-- BEGIN Supplied entries --

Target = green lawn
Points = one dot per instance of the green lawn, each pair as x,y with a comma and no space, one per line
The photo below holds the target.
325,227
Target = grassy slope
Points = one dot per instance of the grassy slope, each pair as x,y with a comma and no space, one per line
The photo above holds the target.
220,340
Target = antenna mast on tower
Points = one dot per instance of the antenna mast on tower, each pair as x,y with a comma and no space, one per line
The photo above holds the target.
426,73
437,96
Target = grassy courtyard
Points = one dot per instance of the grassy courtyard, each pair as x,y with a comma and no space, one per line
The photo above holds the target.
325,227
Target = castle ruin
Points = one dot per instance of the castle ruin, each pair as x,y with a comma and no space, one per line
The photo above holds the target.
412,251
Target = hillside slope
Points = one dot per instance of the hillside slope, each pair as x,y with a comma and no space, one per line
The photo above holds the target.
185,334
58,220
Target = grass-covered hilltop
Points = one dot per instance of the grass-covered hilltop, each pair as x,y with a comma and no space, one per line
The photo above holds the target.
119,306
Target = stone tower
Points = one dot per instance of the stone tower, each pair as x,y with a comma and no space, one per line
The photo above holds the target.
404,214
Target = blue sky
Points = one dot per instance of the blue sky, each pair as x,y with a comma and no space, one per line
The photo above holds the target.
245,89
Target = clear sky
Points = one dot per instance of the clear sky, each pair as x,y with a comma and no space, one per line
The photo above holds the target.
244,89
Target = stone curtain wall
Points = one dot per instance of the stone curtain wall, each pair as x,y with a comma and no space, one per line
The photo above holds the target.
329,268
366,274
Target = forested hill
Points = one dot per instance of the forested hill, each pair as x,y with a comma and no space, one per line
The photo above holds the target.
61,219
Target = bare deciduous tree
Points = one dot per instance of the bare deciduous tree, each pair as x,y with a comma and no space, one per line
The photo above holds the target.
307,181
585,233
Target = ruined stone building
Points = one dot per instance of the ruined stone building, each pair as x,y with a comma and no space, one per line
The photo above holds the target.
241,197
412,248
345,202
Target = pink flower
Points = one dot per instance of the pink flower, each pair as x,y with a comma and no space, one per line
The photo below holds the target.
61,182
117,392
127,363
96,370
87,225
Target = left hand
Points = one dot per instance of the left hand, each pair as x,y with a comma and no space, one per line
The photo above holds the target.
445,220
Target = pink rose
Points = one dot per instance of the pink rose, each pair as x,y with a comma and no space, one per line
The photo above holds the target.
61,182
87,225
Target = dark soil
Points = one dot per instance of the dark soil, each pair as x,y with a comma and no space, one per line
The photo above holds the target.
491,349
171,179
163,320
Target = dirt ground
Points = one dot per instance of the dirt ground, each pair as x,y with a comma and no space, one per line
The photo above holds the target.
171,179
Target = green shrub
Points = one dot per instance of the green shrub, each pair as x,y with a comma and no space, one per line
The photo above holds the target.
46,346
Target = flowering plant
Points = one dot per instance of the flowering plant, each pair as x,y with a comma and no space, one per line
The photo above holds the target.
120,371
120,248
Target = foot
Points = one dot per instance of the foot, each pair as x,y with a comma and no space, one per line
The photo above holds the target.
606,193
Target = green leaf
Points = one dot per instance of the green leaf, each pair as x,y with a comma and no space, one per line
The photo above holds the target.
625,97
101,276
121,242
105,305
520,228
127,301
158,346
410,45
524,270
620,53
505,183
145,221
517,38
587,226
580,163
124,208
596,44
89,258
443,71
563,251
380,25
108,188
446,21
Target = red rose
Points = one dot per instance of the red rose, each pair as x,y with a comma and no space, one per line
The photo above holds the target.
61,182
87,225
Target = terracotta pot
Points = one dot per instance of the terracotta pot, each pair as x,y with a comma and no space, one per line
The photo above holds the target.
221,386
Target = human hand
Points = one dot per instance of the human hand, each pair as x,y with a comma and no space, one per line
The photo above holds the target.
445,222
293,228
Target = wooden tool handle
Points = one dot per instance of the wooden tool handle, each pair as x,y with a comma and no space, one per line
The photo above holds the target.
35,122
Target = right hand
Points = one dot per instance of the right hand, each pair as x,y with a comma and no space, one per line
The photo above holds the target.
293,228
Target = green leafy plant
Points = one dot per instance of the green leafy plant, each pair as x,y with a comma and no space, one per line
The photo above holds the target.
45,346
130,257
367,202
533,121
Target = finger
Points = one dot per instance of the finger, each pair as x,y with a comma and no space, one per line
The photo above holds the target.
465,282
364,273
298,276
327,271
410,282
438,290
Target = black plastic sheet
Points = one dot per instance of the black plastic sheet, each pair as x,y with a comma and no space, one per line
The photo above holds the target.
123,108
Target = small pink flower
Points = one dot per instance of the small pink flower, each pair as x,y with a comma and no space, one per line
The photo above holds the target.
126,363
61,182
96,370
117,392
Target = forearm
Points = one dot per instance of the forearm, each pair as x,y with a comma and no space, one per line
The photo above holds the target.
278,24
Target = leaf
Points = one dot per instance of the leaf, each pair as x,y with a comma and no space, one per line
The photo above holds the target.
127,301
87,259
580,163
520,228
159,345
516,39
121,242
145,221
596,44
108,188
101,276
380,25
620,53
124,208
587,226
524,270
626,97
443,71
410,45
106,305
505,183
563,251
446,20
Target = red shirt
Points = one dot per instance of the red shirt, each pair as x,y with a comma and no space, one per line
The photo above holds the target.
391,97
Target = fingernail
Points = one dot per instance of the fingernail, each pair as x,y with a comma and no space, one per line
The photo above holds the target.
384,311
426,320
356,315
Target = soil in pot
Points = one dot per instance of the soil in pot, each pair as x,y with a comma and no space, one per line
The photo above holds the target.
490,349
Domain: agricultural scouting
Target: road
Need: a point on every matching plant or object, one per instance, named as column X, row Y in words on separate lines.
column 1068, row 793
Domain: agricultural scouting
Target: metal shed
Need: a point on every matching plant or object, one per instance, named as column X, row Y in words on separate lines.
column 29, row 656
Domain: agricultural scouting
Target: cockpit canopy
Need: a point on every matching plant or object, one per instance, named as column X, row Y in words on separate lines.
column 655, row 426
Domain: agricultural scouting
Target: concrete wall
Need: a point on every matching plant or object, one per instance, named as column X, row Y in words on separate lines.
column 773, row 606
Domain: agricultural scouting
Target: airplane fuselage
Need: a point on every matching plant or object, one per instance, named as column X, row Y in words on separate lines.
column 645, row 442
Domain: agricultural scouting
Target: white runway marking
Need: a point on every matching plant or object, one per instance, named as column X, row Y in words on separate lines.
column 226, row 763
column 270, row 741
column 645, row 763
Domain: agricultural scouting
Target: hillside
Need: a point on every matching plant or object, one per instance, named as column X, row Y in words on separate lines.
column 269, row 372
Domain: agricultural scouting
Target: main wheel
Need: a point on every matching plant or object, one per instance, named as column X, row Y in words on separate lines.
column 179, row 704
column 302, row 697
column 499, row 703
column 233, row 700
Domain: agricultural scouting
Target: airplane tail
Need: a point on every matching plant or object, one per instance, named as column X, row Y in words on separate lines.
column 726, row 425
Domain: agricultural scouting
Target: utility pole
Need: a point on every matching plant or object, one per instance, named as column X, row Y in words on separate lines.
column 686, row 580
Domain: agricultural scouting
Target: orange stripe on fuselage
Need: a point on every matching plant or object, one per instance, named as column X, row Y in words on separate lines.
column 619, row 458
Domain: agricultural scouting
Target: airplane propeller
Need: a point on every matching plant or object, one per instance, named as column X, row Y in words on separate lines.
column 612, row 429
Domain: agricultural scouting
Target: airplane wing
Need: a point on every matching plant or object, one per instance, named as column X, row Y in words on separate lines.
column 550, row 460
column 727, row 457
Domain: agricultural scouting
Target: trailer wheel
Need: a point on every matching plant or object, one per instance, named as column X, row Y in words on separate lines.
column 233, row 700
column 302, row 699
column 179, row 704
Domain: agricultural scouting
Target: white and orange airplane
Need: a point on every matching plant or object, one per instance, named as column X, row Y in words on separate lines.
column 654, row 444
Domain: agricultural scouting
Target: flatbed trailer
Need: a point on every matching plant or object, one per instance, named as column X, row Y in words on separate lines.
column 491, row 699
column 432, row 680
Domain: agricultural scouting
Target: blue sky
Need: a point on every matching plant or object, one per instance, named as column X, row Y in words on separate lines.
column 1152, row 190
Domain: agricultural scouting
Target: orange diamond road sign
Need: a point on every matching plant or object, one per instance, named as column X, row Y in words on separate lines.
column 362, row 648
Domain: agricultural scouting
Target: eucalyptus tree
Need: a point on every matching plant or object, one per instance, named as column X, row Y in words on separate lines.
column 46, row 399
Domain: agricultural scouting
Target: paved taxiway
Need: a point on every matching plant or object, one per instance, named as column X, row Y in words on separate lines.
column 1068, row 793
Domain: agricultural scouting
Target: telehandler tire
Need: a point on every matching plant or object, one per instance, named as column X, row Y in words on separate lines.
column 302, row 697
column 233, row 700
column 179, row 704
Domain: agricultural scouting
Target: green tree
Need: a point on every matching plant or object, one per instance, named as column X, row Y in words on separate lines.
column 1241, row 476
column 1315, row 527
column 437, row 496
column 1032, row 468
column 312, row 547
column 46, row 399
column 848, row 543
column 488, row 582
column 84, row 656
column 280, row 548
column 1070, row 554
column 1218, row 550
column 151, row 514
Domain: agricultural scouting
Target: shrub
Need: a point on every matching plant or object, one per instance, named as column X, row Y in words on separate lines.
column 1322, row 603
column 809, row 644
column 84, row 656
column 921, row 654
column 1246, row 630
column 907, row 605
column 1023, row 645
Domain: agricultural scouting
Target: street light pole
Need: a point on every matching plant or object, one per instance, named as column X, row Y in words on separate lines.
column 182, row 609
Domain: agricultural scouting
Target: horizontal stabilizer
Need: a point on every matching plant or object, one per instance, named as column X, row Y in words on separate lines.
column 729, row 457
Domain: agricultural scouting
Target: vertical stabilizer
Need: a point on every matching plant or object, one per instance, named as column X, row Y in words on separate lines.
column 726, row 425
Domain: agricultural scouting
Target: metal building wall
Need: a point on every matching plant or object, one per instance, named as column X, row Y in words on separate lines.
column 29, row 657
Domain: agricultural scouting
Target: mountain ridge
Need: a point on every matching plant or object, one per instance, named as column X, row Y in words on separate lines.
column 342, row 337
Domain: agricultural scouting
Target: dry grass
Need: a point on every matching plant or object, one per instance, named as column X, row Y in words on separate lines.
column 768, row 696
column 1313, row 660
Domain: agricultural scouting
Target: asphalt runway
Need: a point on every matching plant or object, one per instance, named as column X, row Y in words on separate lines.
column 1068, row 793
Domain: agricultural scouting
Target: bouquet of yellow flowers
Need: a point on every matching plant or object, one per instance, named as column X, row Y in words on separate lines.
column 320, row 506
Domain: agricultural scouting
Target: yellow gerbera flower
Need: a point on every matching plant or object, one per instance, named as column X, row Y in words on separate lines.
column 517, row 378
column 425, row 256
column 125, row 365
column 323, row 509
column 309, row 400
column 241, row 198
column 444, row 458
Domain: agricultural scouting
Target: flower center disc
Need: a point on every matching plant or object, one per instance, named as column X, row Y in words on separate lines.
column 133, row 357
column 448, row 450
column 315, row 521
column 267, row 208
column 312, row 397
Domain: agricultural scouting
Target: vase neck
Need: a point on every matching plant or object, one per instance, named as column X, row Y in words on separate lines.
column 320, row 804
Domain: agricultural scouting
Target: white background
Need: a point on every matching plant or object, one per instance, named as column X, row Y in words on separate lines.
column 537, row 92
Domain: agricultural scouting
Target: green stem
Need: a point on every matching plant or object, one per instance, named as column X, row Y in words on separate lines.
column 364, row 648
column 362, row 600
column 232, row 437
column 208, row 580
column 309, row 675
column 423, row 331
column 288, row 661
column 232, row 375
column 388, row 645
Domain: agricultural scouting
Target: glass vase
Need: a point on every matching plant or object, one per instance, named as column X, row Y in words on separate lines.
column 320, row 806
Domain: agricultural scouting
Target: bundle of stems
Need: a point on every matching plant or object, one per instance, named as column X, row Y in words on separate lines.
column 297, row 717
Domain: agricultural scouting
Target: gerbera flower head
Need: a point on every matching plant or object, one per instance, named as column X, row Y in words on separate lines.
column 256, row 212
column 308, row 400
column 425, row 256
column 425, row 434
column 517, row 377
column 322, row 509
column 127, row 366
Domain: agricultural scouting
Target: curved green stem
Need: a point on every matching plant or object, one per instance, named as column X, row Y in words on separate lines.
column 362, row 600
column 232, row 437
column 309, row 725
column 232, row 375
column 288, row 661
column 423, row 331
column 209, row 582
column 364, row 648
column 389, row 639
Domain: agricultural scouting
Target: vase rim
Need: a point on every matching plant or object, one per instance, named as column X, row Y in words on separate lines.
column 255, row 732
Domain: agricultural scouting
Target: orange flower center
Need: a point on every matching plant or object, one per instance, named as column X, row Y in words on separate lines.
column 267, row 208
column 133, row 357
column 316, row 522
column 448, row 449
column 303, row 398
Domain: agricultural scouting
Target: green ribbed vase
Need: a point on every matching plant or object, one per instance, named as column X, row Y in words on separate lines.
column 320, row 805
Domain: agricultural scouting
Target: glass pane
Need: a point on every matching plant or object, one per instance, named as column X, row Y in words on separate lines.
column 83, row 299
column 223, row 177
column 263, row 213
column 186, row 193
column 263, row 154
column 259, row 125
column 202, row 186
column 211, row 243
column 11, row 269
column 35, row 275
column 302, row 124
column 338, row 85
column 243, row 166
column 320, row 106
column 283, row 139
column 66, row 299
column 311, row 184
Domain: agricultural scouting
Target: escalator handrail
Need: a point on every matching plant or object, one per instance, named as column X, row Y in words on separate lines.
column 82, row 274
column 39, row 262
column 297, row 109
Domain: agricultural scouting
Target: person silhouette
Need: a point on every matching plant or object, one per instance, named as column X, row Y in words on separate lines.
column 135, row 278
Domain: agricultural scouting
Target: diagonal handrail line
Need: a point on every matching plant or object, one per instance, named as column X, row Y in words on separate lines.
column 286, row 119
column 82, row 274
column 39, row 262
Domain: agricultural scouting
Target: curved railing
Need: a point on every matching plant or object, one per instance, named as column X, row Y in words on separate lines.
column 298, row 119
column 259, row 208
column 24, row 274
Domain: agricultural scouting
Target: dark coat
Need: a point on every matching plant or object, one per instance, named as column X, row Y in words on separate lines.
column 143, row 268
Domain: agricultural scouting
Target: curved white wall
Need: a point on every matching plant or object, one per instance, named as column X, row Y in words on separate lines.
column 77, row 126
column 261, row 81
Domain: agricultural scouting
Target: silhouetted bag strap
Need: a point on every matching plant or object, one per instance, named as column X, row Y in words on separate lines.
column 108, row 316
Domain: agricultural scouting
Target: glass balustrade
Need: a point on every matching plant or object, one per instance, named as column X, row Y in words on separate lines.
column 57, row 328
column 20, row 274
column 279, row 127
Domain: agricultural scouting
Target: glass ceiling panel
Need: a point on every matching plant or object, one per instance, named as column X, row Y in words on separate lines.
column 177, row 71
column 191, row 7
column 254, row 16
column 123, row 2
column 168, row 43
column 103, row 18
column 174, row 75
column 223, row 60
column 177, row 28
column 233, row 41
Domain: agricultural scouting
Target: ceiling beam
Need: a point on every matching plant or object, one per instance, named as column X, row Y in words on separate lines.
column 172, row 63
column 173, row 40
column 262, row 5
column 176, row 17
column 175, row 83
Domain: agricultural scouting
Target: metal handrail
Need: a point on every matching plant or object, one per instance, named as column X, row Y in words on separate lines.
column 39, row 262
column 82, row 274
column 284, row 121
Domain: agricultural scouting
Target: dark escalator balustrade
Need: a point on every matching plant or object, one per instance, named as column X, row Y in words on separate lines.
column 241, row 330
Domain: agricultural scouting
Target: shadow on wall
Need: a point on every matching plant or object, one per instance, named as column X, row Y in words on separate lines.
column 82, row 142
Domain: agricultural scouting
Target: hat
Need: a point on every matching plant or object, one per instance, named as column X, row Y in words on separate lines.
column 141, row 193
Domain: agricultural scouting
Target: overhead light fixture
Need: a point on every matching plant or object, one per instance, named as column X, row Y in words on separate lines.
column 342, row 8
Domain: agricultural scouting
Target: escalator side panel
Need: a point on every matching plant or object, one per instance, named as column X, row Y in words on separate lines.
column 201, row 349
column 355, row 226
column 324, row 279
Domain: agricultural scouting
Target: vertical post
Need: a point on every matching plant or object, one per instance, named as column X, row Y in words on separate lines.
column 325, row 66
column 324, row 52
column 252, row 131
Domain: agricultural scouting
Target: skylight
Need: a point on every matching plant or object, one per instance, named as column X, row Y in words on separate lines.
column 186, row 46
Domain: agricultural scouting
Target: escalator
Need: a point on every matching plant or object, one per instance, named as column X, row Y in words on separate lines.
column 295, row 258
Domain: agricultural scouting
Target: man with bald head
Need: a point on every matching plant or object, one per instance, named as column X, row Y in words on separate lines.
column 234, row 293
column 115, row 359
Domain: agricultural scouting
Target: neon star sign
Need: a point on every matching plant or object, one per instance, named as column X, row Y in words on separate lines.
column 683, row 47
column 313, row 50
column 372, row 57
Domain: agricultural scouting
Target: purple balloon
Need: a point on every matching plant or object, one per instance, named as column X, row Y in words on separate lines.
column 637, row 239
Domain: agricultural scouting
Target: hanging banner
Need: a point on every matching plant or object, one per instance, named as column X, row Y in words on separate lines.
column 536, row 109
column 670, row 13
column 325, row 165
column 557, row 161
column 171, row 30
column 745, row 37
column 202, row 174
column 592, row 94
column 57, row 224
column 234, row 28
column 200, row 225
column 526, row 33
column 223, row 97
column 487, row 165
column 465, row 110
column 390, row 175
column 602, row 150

-- END Supplied entries --

[To do]: Filter the entries above, copying every line that contains the string "deciduous".

[Complete response]:
Target = bare deciduous tree
Points = one dot per instance of the bare deciduous tree, each pair as x,y with a comma and no space, one per line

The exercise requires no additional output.